Write out the complete material exactly as it stands.

— START OF Dataset rows —

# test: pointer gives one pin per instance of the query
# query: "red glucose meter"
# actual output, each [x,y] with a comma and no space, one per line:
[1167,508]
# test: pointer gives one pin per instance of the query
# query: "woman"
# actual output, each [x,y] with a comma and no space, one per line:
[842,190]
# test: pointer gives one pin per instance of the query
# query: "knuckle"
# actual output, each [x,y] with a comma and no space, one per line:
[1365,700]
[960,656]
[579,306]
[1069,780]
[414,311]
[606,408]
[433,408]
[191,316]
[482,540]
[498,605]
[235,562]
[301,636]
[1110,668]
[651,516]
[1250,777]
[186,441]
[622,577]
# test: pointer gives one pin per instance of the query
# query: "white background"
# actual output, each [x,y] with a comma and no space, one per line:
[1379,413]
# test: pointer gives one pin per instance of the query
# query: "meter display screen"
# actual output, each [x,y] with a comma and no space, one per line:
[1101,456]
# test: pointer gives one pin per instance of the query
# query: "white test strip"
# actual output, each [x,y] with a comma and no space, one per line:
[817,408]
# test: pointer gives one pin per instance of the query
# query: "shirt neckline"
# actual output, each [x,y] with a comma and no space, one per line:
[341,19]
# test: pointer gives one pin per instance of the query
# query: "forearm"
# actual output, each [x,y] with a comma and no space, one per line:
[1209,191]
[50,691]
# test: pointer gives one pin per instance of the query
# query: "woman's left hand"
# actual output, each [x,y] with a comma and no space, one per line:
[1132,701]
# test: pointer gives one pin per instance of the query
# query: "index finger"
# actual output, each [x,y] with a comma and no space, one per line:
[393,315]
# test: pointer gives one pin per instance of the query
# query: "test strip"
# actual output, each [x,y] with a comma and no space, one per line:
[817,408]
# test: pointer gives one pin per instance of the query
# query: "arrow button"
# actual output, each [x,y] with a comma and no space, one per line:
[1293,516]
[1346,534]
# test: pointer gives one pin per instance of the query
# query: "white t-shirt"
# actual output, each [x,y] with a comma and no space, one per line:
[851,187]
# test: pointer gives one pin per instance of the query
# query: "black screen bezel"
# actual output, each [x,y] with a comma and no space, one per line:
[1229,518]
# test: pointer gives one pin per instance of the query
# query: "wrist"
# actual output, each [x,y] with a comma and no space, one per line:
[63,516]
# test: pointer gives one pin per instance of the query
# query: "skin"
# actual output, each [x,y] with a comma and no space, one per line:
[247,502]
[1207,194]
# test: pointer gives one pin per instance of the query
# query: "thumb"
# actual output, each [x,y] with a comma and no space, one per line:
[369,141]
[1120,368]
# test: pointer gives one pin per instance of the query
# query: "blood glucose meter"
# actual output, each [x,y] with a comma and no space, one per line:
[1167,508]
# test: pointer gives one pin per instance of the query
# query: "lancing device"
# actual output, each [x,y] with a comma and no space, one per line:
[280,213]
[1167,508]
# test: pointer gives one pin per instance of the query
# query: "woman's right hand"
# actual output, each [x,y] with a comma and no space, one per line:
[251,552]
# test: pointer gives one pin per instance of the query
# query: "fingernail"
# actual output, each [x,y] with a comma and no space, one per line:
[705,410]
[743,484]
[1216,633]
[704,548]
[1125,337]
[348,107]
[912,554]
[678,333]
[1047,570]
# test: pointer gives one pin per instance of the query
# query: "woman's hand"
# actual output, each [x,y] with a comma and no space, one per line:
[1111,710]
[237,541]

— END OF Dataset rows —

_Result of this exercise_:
# test: pointer gives one pin per instance of the query
# query: "red glucose meter"
# actual output, each [x,y] with a comma and no space, one per line:
[1167,508]
# test: pointer gives one pin per instance of the query
# query: "woman"
# actual output, each [x,y] with a comma and no space, one per line:
[842,190]
# test: pointer gives one pin per instance of the query
# query: "knuckle"
# actual output, each [x,y] with a comma and no space, one per line:
[1365,700]
[960,656]
[579,306]
[1069,780]
[414,311]
[606,408]
[433,408]
[191,316]
[482,540]
[498,605]
[235,562]
[301,636]
[1110,668]
[651,516]
[1250,777]
[186,441]
[622,577]
# test: pointer gives one pin per instance of the query
# query: "white background"
# actual output, each [x,y] with a comma and no space, one per line:
[1379,413]
# test: pointer gives one pin per instance of the query
# query: "meter display screen"
# actual output, each [x,y] with a comma and no space, one per line:
[1101,456]
# test: pointer gives one pin per instance of the query
# query: "white test strip"
# actual output, each [x,y] with a comma and no space, one per line:
[817,408]
# test: pointer gives one pin per instance of the query
# query: "shirt neckline"
# actual output, each [x,y] with a comma and no space, one per line:
[341,19]
# test: pointer gives one pin per instance of the query
# query: "forearm"
# actual output, each [x,y] with a comma and no space, one per line:
[1209,191]
[50,691]
# test: pointer gives one pin per instance of the query
# query: "woman's left hand"
# actual output, each [x,y] with a comma and no space, one per line:
[1132,701]
# test: pointer gives one pin per instance of the query
# query: "index finger"
# actual output, each [x,y] with a comma and no space, one per line:
[393,315]
# test: pointer gives one pin per instance of the query
# query: "test strip"
# actual output, each [x,y] with a comma and no space, one per line:
[817,408]
# test: pointer gives one pin per instance of the query
# query: "arrow button"
# actual output, each [x,y] with a comma and no space, one per line:
[1293,516]
[1346,534]
# test: pointer gives one pin per instance of the query
# query: "white t-shirt"
# actual output, each [x,y] with a comma and no space, one per line:
[851,187]
# test: pointer gives one pin per instance of the query
# query: "black screen bezel"
# actual output, each [x,y] with a comma and no space, one per line:
[1229,518]
# test: pointer gives one pin per instance of the query
# query: "wrist"
# actual output, each [x,y] with a comma and no space, one per line:
[63,516]
# test: pointer gives one pin per instance of the query
# query: "skin"
# actual output, each [x,y] with a comma and no space, one per line:
[247,502]
[1207,194]
# test: pointer gives one pin per instance of the query
# query: "thumb"
# actual output, each [x,y] with a comma and no space, one per line:
[369,141]
[1120,368]
# test: pointer gives one pin per instance of the query
# query: "blood glucose meter"
# actual output, each [x,y] with a comma and no space, one per line:
[1167,508]
# test: pointer gives one pin per instance of the query
# query: "lancing device"
# actual output, each [x,y] with a comma and no space, one per line:
[280,213]
[1167,508]
# test: pointer gives one pin per instance of the query
# query: "woman's right hand"
# actual output, each [x,y] with a comma and no space, one per line:
[251,552]
# test: pointer gives one pin per instance of the query
# query: "fingernail"
# actual output, each [x,y] with a comma and no space, one per line:
[705,410]
[743,484]
[1216,633]
[704,548]
[1125,337]
[348,107]
[912,554]
[678,333]
[1047,570]
# test: pointer gives one pin per instance of the query
# query: "woman's hand"
# actual output, each [x,y] with a comma and no space, one per line:
[1111,710]
[237,541]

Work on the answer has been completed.